Lay out the data, starting at the beginning and ending at the line containing "x=520, y=309", as a two-column CSV with the headers instruction and points. Each row pairs a line of text with the coordinate lines beneath it, and both fields are quoted with line breaks replaced by spaces.

DATA SHOWN →
════════════════════

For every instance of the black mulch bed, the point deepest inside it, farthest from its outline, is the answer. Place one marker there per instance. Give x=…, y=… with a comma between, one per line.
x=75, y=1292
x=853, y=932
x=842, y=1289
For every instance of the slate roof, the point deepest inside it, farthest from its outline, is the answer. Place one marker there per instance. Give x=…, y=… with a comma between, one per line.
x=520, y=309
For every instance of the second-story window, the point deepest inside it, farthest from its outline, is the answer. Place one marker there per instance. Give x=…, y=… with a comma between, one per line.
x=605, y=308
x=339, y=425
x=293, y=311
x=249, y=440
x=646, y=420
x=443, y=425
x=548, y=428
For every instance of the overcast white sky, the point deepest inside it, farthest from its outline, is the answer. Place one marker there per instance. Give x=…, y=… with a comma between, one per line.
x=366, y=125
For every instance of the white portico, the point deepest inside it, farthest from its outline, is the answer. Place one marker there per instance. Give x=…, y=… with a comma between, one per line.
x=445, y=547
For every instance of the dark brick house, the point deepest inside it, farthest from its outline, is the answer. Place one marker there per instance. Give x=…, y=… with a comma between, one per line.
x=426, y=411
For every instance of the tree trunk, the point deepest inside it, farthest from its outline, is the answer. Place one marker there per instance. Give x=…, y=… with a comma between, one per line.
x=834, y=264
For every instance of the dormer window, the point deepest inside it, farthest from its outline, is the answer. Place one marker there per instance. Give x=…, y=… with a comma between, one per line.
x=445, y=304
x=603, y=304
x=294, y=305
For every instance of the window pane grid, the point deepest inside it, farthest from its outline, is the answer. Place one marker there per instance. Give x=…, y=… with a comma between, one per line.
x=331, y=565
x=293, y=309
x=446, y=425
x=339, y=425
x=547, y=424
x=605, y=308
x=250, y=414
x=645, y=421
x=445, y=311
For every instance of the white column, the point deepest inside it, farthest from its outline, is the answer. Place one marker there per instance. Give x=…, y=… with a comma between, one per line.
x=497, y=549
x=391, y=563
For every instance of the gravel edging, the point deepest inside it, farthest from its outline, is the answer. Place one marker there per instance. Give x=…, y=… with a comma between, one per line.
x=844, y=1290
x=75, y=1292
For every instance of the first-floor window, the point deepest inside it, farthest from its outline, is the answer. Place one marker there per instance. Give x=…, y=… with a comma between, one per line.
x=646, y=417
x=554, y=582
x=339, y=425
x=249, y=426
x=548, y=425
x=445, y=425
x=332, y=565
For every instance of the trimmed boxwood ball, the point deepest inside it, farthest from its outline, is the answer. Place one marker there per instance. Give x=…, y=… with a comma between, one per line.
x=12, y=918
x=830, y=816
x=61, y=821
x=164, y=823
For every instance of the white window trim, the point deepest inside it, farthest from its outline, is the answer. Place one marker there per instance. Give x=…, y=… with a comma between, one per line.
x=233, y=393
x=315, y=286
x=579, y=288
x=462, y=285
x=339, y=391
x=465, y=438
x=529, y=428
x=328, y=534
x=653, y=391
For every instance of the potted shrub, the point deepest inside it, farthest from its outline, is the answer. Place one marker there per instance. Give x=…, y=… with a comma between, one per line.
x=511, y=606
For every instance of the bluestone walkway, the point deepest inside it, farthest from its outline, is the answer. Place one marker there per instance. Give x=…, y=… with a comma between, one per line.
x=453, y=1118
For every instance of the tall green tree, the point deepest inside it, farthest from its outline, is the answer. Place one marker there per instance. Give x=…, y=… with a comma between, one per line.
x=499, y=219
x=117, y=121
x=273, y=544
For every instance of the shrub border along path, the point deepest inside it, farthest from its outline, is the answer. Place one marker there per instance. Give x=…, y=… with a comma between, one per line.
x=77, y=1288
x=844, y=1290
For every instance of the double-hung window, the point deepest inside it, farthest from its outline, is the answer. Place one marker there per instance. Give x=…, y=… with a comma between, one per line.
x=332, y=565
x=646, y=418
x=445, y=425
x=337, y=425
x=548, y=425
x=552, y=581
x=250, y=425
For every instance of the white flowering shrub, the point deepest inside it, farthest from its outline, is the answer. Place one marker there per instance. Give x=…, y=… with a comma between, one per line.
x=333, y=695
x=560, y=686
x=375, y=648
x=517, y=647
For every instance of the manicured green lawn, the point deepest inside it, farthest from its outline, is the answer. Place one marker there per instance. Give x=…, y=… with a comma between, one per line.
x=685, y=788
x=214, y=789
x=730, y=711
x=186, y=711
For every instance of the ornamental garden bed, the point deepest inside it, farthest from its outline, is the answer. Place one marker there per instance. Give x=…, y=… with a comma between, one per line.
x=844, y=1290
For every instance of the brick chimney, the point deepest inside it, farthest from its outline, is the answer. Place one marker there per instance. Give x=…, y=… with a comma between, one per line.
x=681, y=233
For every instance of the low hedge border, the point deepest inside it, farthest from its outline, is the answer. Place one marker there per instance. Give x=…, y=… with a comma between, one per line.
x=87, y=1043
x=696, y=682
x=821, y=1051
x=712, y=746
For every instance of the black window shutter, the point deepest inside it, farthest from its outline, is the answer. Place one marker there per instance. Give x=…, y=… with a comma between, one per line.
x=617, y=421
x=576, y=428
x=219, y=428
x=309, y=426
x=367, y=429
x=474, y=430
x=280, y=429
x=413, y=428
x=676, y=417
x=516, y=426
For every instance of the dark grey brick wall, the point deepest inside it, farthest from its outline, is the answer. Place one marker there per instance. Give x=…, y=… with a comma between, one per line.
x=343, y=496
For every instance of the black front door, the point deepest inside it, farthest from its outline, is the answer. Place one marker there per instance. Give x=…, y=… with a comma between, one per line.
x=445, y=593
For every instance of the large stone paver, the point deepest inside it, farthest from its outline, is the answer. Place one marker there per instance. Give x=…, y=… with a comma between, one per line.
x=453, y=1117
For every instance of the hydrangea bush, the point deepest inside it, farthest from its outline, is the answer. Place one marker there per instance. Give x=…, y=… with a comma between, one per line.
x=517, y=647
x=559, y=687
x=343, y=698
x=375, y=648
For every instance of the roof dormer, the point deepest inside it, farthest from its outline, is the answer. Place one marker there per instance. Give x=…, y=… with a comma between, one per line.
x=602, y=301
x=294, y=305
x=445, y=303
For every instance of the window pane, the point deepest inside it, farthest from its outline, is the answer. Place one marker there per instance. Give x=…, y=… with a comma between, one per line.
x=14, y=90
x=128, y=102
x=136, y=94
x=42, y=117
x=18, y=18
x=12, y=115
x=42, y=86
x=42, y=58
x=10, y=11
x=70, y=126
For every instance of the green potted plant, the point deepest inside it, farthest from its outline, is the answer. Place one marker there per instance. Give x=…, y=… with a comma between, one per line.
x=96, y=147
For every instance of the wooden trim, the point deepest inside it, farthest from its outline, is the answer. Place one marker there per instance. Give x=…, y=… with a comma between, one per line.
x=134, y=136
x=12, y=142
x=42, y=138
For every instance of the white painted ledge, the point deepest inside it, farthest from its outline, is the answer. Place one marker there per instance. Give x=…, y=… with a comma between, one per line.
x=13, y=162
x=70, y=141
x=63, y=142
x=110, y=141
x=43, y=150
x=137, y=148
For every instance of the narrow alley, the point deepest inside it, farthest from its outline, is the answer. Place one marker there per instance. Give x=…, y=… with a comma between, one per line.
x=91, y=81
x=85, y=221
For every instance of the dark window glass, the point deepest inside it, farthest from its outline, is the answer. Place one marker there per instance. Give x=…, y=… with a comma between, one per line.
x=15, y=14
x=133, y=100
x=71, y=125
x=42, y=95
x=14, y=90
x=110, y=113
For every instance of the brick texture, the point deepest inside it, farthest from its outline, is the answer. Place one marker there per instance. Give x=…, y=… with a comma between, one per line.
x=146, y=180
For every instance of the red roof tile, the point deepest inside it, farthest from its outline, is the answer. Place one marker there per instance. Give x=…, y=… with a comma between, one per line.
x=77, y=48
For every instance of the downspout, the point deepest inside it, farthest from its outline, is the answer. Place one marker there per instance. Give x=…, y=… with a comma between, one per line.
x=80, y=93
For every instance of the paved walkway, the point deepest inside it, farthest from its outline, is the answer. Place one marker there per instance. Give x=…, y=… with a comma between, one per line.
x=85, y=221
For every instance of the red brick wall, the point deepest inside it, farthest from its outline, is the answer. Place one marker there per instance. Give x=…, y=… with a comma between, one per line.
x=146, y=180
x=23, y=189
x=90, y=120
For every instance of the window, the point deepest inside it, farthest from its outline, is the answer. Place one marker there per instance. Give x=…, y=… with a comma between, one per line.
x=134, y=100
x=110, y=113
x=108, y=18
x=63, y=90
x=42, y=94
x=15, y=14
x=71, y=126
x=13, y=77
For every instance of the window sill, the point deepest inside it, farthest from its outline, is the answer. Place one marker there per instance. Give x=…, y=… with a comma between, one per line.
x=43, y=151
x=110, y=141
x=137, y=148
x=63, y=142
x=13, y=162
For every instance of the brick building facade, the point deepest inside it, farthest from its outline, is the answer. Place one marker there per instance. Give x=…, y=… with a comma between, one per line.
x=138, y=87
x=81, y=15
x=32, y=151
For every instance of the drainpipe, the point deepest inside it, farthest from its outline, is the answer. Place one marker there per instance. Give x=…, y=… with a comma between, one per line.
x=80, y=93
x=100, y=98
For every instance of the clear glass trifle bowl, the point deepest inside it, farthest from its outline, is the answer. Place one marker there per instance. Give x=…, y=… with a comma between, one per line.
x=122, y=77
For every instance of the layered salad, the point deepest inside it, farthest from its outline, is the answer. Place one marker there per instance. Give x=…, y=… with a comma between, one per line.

════════════════════

COMPLETE ANSWER →
instruction,points
"For every instance of the black mulch bed, the point deepest inside it, farthest from its outline, is the answer. Place one marker there per instance. Give x=…, y=… with a comma between, one per line.","x=75, y=1292 x=853, y=932 x=842, y=1289"
"For every instance of the slate roof, the point deepest inside it, farthest from its outline, is the answer. Place one marker there per instance. Give x=…, y=… with a comma between, one per line.","x=520, y=309"